Records from a collection
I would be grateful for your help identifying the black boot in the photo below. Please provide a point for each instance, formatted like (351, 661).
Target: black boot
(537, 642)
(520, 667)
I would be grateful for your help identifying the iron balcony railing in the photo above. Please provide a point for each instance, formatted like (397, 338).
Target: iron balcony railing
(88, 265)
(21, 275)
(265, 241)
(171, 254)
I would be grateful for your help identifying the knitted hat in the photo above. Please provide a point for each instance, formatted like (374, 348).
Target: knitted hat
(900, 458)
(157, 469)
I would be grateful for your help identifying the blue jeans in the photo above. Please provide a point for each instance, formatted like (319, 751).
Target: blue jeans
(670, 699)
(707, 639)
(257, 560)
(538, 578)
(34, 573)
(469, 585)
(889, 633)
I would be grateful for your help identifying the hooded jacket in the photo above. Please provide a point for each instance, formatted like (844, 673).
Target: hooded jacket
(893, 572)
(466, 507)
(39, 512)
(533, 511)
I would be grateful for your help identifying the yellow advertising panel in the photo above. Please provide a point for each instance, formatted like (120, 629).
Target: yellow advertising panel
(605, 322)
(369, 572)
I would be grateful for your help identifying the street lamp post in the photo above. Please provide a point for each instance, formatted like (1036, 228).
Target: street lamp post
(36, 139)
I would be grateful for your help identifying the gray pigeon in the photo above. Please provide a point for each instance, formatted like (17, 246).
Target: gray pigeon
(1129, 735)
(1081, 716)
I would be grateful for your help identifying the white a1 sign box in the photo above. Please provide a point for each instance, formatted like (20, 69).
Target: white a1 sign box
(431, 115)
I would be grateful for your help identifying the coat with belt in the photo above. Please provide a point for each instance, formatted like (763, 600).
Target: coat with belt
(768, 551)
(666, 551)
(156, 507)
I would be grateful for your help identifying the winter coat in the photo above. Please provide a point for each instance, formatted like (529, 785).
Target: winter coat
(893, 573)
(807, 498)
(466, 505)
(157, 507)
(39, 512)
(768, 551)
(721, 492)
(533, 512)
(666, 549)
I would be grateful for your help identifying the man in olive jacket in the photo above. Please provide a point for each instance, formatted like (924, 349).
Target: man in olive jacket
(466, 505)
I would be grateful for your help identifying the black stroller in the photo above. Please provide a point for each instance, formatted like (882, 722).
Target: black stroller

§ Activity
Write the lines out again exactly, from the one containing "I would be grateful for your help identifying the black stroller" through the last line of the records, and include no other lines.

§ Reply
I would be grateful for your help identifying the black stroller in the photo above. Please provide a point for each instance, formatted like (882, 722).
Target: black stroller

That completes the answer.